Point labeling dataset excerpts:
- - - - - - -
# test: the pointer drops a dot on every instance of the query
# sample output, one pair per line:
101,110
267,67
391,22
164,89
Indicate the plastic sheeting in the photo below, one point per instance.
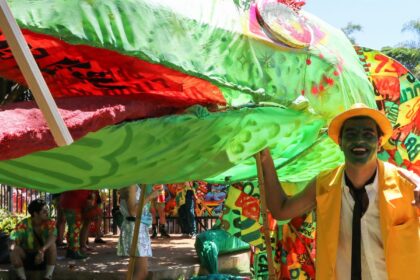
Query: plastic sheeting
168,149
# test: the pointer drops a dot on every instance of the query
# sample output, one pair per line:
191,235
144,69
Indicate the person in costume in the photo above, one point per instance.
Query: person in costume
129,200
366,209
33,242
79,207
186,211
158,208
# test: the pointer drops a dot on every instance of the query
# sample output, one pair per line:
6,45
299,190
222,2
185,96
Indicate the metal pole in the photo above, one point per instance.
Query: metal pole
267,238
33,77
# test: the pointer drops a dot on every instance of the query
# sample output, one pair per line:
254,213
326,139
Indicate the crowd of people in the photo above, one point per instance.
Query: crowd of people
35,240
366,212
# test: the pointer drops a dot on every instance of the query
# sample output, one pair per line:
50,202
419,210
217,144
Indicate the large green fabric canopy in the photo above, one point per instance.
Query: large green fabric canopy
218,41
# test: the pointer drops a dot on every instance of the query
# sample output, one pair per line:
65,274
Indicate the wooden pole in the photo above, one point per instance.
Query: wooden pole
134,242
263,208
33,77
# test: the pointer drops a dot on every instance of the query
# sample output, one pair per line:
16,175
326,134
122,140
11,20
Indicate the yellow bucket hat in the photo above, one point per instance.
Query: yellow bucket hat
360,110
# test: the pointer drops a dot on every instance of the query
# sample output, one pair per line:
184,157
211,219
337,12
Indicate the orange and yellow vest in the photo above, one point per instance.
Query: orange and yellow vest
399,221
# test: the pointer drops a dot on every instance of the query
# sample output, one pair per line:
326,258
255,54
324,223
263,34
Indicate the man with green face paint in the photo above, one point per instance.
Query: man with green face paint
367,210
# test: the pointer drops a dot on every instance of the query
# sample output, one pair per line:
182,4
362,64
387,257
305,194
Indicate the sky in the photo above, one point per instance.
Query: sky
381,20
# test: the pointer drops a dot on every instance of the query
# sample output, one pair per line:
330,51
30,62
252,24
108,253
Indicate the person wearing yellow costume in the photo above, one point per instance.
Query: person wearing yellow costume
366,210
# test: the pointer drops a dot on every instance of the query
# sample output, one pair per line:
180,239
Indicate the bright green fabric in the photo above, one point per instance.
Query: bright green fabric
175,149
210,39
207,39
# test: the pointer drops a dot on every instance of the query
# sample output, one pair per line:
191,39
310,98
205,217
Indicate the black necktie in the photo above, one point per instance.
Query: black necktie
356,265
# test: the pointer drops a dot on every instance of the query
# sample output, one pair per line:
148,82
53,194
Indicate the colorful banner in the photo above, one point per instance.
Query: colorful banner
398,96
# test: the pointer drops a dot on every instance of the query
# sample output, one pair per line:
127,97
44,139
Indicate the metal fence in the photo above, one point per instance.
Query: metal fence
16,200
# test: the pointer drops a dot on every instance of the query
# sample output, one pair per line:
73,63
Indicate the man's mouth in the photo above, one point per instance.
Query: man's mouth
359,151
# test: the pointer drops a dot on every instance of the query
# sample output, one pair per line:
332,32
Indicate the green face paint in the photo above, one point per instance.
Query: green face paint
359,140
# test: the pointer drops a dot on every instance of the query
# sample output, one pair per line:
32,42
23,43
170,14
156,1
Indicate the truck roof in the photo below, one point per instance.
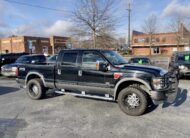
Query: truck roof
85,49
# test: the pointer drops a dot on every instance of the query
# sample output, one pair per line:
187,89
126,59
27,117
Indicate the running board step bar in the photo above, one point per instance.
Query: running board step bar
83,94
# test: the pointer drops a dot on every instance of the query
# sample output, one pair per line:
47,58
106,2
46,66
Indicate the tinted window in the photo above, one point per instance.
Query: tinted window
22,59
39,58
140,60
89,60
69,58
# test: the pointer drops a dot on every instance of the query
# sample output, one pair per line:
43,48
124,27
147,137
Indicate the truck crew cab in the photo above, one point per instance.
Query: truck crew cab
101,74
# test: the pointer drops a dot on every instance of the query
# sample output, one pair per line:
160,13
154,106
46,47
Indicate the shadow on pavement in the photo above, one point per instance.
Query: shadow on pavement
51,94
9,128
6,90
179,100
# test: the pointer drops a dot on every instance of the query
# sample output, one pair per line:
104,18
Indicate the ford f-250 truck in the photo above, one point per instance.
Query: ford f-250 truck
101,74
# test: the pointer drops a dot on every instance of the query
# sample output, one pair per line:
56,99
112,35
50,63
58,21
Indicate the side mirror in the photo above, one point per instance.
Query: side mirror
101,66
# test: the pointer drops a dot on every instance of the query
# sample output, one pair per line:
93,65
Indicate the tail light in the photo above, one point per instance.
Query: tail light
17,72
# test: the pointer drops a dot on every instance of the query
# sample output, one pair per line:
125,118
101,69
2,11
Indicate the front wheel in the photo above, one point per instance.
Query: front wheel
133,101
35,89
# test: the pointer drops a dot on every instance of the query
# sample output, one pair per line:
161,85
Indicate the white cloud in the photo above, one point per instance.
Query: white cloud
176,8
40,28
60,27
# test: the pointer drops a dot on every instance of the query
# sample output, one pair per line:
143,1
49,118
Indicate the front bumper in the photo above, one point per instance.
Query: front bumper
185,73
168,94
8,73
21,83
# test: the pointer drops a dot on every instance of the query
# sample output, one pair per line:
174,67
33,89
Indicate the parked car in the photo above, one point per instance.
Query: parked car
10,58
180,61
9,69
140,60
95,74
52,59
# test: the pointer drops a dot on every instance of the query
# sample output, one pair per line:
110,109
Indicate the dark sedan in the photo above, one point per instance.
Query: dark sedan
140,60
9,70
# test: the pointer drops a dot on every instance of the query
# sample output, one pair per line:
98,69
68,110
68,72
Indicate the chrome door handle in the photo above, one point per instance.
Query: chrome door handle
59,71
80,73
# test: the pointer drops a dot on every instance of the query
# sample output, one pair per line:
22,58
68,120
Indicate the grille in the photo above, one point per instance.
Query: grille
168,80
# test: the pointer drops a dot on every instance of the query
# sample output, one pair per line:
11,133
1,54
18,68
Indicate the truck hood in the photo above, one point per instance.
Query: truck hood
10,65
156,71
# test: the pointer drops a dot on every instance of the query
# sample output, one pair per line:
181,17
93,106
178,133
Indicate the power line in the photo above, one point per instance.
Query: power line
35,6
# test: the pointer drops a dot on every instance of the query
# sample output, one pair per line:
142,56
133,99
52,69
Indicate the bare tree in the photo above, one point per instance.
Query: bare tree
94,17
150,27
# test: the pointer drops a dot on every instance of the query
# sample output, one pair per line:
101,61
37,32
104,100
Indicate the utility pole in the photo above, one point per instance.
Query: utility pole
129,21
- - - - - - -
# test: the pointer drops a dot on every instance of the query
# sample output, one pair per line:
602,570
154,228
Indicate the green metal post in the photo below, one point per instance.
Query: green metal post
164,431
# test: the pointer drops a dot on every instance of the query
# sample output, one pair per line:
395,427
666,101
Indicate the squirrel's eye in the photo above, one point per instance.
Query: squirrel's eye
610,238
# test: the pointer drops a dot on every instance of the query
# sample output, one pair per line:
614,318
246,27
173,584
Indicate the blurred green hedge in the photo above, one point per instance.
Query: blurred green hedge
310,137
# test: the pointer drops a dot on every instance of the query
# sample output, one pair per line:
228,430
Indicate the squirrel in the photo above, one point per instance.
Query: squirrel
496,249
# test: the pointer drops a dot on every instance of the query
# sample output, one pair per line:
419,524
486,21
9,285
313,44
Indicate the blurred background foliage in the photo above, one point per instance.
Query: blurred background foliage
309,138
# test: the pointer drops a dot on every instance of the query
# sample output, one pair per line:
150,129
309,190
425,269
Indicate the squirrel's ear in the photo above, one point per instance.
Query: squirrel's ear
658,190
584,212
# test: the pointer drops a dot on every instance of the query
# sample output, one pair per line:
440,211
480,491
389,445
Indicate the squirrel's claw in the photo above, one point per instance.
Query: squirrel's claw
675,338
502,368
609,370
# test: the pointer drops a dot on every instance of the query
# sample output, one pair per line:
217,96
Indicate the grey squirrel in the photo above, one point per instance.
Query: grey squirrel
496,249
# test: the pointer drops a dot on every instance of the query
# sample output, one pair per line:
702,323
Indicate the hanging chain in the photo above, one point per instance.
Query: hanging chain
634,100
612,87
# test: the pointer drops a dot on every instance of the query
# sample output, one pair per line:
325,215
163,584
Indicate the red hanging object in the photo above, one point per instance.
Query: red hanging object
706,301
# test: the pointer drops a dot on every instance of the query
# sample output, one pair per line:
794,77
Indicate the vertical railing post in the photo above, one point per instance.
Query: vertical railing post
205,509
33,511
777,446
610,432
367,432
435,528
- - - - - - -
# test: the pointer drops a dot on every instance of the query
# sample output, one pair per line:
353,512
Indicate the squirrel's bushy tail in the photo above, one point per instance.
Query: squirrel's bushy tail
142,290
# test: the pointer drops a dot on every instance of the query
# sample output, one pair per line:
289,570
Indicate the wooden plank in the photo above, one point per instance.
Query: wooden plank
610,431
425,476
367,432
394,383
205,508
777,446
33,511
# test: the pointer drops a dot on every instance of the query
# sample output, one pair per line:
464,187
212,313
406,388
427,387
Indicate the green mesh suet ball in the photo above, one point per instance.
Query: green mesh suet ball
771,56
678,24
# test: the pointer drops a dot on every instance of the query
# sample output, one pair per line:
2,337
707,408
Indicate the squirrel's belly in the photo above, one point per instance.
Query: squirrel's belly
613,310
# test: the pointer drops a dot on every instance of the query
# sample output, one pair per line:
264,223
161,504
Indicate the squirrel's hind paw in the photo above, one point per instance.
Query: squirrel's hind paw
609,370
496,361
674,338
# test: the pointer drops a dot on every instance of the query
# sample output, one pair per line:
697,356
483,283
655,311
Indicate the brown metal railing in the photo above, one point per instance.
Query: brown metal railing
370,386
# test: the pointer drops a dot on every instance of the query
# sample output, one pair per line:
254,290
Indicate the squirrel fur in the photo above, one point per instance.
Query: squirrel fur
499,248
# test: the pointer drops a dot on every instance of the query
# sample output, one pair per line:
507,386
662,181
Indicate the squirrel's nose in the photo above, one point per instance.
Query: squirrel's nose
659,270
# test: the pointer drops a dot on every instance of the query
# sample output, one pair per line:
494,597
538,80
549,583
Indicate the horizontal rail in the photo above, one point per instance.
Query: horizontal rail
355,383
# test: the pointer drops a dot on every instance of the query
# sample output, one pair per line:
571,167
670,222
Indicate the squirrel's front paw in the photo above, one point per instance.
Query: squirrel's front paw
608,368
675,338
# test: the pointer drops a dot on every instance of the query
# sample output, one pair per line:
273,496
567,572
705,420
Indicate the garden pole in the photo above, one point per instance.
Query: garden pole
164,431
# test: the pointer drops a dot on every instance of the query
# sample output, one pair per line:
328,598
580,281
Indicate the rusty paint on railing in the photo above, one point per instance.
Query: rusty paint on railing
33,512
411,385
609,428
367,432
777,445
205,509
- - - - - - -
Aim:
Extract every line of the records above that contains the word "black".

Final answer:
Indicate the black necktie in the photo above, one point per instance.
Query: black necktie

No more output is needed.